Dataset excerpts on object pointing
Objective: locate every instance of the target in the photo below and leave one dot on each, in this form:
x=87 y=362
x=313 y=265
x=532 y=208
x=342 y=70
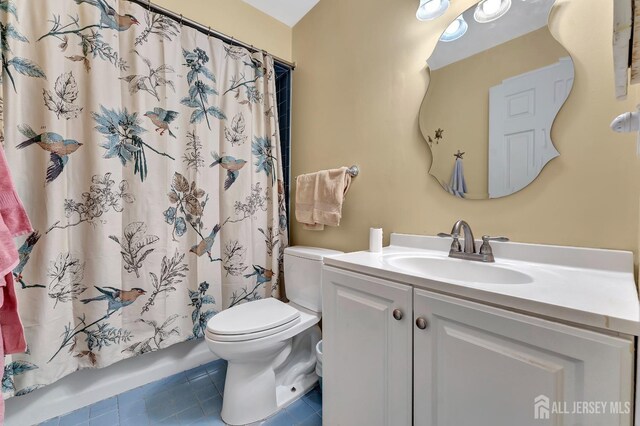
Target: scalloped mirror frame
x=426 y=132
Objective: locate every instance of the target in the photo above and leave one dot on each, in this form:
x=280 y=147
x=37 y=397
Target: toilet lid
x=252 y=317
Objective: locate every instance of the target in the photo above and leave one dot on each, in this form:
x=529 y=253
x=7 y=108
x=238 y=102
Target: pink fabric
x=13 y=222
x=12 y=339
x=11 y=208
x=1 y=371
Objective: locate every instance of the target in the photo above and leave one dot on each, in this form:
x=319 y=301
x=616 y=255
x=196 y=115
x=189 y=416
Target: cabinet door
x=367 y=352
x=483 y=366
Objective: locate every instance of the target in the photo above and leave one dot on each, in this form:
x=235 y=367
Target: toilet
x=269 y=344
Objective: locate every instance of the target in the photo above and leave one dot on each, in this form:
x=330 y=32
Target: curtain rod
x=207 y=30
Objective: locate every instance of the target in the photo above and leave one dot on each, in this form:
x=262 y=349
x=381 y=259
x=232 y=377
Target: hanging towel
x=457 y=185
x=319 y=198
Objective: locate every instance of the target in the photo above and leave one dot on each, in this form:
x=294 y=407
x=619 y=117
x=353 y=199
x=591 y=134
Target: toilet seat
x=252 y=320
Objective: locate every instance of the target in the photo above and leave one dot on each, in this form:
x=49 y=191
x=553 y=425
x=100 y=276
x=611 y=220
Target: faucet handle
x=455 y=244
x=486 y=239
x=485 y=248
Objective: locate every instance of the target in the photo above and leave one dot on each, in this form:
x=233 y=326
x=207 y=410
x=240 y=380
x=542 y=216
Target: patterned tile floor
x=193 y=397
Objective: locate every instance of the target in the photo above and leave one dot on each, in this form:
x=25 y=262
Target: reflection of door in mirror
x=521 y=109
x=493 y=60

▶ **INSTRUCTION**: Replace "Objective" with "Goal" throughout the material above, leaving every other line unchanged. Omit the pictures from your answer.

▶ **OUTPUT FOR THIS EXERCISE**:
Goal: locate every instance of the target in the photo below and leave one dot on each, in this form:
x=87 y=362
x=313 y=265
x=532 y=208
x=342 y=70
Target: scalloped mirror frame
x=426 y=132
Goal: locate every instance of the target in the photo above and leave one dot on each, in this form:
x=280 y=147
x=37 y=397
Target: toilet lid
x=252 y=317
Goal: locate every instance of the target in the photo above and leave one dot on each, in this form:
x=529 y=253
x=7 y=108
x=238 y=102
Target: pink fabric
x=13 y=222
x=12 y=339
x=11 y=208
x=1 y=371
Goal: locate every instance of the target in the photo above and leave one dot on each, in this form:
x=319 y=301
x=616 y=255
x=196 y=115
x=189 y=416
Target: cabinet door
x=367 y=352
x=483 y=366
Goal: locate every instance of the target in the photo above and leave one dot on each, in this form:
x=235 y=367
Target: toilet
x=269 y=344
Goal: locate every instance of the target in the photo above and leave one dot on each, in this form:
x=330 y=32
Target: curtain rod
x=207 y=30
Goal: locate every instance of the target in the photo above and leave one dot on each, in this form:
x=262 y=349
x=381 y=259
x=232 y=377
Target: hanging towel
x=457 y=185
x=319 y=198
Goal: locate every instance of the target in the photo above and leave one dot on each, in this form:
x=294 y=407
x=619 y=117
x=353 y=199
x=591 y=134
Target: toilet seat
x=252 y=320
Goal: locate every instance of the target in the photo above and leave one dot on each, in this form:
x=49 y=191
x=553 y=425
x=100 y=276
x=611 y=220
Target: faucet handle
x=455 y=244
x=486 y=239
x=485 y=248
Goal: locate every instance of the target in the photo above and leave one dot on each, in this form:
x=233 y=326
x=207 y=410
x=240 y=380
x=542 y=216
Target: patterned tile floor
x=193 y=397
Goal: locate every instance of the target in the photo above and leave one dot on each, in this form:
x=25 y=262
Target: reflection of door in mirror
x=521 y=109
x=493 y=60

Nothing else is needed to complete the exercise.